*Material shown*:
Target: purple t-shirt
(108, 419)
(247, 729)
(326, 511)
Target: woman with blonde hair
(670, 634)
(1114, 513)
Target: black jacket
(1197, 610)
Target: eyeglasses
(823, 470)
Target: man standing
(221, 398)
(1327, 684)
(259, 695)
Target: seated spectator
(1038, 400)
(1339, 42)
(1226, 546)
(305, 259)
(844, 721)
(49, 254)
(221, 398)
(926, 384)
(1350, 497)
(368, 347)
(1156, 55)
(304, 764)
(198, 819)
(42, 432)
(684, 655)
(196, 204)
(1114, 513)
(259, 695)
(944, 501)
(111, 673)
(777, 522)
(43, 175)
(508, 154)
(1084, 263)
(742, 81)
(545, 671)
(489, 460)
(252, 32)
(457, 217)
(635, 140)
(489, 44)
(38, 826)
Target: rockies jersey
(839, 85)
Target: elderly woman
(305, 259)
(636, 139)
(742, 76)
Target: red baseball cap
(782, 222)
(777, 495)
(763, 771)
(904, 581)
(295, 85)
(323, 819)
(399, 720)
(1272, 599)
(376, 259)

*Written request*: Reproduce the listing above, replacing "Target" with "Query" wherever it occurs and leaving every other part unchanged.

*Completed task*:
Query: purple t-shirt
(108, 419)
(247, 729)
(326, 511)
Query: woman with blonde hair
(670, 634)
(1114, 513)
Query: black jacket
(1197, 610)
Query: eyeglasses
(823, 470)
Query: man standing
(221, 398)
(1327, 684)
(259, 695)
Query: seated spectator
(1038, 400)
(1339, 42)
(1226, 546)
(305, 259)
(844, 721)
(49, 254)
(221, 398)
(926, 384)
(1350, 497)
(368, 347)
(1156, 55)
(304, 764)
(198, 819)
(42, 432)
(684, 655)
(196, 204)
(1114, 513)
(259, 695)
(944, 501)
(111, 673)
(777, 522)
(43, 175)
(508, 154)
(1084, 263)
(742, 81)
(545, 671)
(489, 460)
(252, 32)
(457, 217)
(635, 140)
(489, 44)
(38, 826)
Query: rockies jersey
(839, 85)
Query: elderly woman
(305, 259)
(636, 139)
(742, 76)
Query: red baseball cap
(782, 222)
(777, 495)
(763, 771)
(904, 581)
(295, 85)
(323, 819)
(399, 720)
(1272, 599)
(376, 259)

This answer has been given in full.